Records excerpted from a collection:
------

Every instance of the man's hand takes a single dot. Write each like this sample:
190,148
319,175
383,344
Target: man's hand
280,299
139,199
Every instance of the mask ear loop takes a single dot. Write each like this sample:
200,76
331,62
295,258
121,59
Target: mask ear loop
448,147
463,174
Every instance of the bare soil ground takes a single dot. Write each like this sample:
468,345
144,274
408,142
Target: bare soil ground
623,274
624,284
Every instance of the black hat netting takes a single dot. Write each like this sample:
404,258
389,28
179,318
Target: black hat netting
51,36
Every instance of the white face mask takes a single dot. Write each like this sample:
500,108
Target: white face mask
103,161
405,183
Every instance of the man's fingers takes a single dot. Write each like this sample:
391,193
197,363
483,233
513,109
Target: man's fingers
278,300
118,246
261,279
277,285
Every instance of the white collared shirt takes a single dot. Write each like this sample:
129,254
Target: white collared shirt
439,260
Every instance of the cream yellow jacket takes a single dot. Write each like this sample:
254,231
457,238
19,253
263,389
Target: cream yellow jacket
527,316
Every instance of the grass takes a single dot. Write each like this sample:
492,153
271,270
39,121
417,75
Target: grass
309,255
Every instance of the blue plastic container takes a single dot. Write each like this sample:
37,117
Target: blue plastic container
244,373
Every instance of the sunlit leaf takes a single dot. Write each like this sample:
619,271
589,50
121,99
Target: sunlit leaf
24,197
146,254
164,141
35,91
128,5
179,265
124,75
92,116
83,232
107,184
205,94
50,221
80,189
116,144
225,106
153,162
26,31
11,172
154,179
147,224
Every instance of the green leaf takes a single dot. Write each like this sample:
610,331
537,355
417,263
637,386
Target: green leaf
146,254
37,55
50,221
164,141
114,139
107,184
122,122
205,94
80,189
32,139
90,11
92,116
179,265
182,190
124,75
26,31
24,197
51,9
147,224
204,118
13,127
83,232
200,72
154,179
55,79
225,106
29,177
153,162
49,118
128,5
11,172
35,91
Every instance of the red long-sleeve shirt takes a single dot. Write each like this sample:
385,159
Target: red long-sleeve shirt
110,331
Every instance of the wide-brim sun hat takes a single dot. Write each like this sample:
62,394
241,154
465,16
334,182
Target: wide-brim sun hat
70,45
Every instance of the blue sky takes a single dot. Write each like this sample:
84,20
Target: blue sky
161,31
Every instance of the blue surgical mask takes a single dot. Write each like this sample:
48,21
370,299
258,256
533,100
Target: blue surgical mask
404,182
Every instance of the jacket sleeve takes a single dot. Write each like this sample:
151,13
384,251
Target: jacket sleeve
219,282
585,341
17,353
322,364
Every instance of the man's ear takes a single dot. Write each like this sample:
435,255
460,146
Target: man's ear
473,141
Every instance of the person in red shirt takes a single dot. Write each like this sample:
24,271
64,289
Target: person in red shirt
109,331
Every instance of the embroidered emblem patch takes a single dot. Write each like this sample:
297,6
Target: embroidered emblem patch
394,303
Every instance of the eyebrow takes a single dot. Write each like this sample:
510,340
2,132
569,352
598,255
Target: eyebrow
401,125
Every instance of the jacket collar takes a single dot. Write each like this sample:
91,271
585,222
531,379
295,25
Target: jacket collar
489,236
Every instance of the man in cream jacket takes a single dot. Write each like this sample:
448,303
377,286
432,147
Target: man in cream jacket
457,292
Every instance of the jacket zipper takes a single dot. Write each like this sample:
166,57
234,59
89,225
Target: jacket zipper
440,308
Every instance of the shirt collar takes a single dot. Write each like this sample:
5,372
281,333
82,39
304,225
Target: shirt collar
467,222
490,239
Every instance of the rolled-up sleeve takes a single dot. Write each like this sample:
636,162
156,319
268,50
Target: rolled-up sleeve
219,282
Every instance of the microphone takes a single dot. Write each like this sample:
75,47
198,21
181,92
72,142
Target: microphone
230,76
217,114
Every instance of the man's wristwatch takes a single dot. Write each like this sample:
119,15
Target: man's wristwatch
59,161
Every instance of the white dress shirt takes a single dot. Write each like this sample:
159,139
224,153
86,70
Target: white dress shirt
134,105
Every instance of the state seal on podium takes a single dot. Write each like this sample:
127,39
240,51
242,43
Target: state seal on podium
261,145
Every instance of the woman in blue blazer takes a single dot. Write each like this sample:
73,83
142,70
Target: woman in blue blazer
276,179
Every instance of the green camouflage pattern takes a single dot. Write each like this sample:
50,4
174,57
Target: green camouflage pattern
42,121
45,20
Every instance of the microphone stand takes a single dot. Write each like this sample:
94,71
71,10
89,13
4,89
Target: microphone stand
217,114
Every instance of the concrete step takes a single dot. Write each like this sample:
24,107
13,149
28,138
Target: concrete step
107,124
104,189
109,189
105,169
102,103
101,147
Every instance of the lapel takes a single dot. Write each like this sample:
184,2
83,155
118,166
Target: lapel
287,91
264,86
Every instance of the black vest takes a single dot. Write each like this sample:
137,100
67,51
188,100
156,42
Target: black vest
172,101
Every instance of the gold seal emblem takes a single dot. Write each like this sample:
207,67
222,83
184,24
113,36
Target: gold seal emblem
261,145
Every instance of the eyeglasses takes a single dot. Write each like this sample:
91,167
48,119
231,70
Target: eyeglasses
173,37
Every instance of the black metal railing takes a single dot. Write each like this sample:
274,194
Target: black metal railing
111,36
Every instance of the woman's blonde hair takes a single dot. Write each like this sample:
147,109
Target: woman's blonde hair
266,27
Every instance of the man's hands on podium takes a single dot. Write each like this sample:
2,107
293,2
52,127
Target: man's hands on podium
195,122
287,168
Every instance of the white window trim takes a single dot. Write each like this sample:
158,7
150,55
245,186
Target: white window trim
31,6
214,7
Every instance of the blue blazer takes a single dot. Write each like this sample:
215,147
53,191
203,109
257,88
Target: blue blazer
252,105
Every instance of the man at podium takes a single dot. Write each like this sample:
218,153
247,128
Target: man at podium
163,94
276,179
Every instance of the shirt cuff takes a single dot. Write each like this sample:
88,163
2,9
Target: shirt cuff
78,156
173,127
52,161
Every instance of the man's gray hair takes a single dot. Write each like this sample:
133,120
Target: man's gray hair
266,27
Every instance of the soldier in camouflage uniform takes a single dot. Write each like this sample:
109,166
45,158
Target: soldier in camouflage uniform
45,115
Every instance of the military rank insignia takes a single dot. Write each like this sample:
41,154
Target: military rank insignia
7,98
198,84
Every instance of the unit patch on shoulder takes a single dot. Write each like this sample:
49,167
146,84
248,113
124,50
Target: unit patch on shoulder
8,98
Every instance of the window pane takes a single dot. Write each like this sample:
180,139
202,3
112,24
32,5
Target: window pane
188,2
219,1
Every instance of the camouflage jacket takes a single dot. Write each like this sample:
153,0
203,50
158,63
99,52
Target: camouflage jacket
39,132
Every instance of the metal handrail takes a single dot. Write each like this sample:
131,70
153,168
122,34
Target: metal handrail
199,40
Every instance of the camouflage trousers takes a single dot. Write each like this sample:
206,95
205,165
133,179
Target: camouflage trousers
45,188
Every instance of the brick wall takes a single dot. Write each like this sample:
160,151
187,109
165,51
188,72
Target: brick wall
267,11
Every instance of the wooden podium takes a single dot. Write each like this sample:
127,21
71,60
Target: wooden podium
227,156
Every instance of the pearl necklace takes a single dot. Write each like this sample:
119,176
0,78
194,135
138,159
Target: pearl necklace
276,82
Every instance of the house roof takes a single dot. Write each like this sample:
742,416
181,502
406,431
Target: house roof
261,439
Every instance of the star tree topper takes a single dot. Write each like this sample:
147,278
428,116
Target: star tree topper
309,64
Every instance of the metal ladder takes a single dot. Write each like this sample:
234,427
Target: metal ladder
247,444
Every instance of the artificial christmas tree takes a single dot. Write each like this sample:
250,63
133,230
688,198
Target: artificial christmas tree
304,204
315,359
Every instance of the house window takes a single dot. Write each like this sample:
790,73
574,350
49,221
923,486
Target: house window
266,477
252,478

------

Reproduce the lines of the entries above exactly, but only from the line containing "Every instance of the wooden" through the final line.

Every instance of the wooden podium takes a single dot. Write each like this sample:
127,21
71,60
Target: wooden podium
227,156
Every instance of the pearl necklace takes a single dot. Write each like this sample:
119,176
0,78
194,135
138,159
Target: pearl necklace
276,82
Every instance of the house roof takes a single dot. Write each like this sample:
742,416
181,502
406,431
Target: house roof
261,439
Every instance of the star tree topper takes a single dot. Write each like this sample:
147,278
428,116
Target: star tree topper
309,64
Every instance of the metal ladder takes a single dot. Write each like this sample:
234,427
Target: metal ladder
247,444
Every instance of the artificial christmas tree takes a single dot. Write each like this sample:
250,63
133,230
688,198
Target: artificial christmas tree
304,204
315,359
Every instance of the house window takes a single dot. Write each like this sample:
790,73
574,350
49,221
923,486
Target: house window
266,477
252,478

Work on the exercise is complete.